## Directive
Copy out the data below, substituting "mark one point" for every "find one point" and leaving everything else unchanged.

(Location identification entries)
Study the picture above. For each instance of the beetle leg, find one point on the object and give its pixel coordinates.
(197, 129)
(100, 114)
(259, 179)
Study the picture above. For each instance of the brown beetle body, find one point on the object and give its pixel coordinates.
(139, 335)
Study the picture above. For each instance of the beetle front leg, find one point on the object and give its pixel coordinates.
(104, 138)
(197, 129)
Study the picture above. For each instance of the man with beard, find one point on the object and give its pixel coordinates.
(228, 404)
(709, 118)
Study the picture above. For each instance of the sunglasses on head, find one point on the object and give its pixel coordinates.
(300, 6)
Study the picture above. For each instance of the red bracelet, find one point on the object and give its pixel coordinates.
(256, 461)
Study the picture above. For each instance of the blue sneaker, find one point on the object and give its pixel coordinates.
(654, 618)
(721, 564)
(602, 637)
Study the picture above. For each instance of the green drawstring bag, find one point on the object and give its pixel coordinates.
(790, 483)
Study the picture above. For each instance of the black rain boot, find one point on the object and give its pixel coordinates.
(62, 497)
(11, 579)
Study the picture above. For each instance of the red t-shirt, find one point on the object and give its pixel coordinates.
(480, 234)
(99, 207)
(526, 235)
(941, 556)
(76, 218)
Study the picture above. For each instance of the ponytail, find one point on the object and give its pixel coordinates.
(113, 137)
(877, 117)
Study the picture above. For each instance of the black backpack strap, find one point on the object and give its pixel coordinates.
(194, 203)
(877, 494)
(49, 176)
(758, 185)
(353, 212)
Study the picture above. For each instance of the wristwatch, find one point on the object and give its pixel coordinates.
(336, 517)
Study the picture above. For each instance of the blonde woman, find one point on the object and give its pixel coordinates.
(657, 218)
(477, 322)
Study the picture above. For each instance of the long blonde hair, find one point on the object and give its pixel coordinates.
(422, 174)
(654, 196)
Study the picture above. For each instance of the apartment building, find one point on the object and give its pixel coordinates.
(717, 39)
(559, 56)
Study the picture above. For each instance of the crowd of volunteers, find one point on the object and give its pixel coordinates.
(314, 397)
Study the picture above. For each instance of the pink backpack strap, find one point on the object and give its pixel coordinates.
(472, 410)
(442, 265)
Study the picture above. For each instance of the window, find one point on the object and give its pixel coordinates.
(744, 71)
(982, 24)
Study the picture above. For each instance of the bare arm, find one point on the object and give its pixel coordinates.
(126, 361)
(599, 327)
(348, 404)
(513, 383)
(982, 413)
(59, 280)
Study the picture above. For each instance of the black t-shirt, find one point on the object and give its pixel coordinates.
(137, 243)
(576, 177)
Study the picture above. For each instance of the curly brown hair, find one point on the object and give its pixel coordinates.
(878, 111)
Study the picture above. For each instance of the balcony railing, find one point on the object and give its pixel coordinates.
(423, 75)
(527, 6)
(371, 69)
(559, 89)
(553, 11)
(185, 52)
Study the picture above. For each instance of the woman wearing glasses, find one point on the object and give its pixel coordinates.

## Correct output
Study the picture above. For each instance of the beetle leg, mark one point on the object and give its pixel coordinates.
(197, 129)
(100, 114)
(259, 179)
Study the picture above. For each instance of the brown beetle body, mark one point on the object and give its pixel coordinates.
(139, 335)
Study the picture above. For each instance of the beetle front leg, mark one point on the object and give its pixel coordinates.
(104, 138)
(197, 129)
Study the picture above. For each instance of the man with beard, mark one point on the object and give its pixel coordinates.
(228, 404)
(709, 118)
Study the picture above. For each instance of the sunglasses on head, mark one point on the object and give its pixel coordinates.
(300, 6)
Study the picture above. For each instance of the red bracelet, mark one point on the object and give its pixel coordinates.
(256, 461)
Study the picture above. For each instance of the blue sneaker, mark one point on the object and give its pixel coordinates.
(654, 618)
(721, 564)
(602, 637)
Study the picture above. For each instance of the green drawstring bag, mark one point on the object and give its pixel coordinates.
(790, 483)
Study the picture above. For each instance of the black rain boot, mark one point on the object and give its pixel coordinates.
(62, 497)
(11, 579)
Study the picture above. For each instance of the red t-shirt, mark one point on the object and give its pixel coordinates.
(480, 234)
(99, 207)
(526, 235)
(941, 556)
(76, 218)
Study the picture above. For each instance of the ponytail, mark one point on the object and give its pixel coordinates.
(113, 137)
(877, 117)
Study the picture above. For each instance of the black backpack strap, mark one point on the object and give its pixel coordinates.
(194, 203)
(877, 494)
(49, 176)
(758, 185)
(353, 212)
Study the picture above. For each instance of the wristwatch, mark one point on the object and give its pixel coordinates.
(336, 517)
Study the picture above. For each instance of the blonde woman, mark one point on the object and give its pixel coordinates.
(657, 218)
(477, 322)
Study the picture above. For each instance of the long blonde hair, mark one point on the object and give its pixel coordinates.
(422, 174)
(654, 196)
Study the picture above. For each instance of the apartment building, mark one point on the object and give its pixel coordinates.
(717, 39)
(559, 56)
Study the picture above. For each instance of the crowd of volunteers, mark one point on the object and give its pixel coordinates.
(314, 397)
Study the picture above. For each instance of the pink backpack strap, mark one point on the object and give its pixel coordinates.
(472, 410)
(442, 265)
Study the picture above. For each instance of the window, mark one point on the object and give its pixel coordinates.
(744, 71)
(982, 24)
Study the picture above. For each instance of the bare arm, mark one point on the object and give its pixel coordinates.
(126, 361)
(599, 327)
(348, 404)
(513, 383)
(982, 413)
(59, 280)
Study the picture above. For each instance of the black t-shirt, mark one point on the object and give its pixel coordinates.
(137, 243)
(576, 177)
Study the picture above. For each instance of the curly brown hair, mark one point on the object and give its pixel coordinates.
(878, 111)
Study the picture above. For each instance of the balcony railing, mark one point on the object and give its pixel coordinates.
(423, 75)
(527, 6)
(371, 69)
(559, 89)
(553, 11)
(185, 52)
Study the picture above. For each instance of the woman wearing glasses, mark one point on the object and give its pixel coordinates.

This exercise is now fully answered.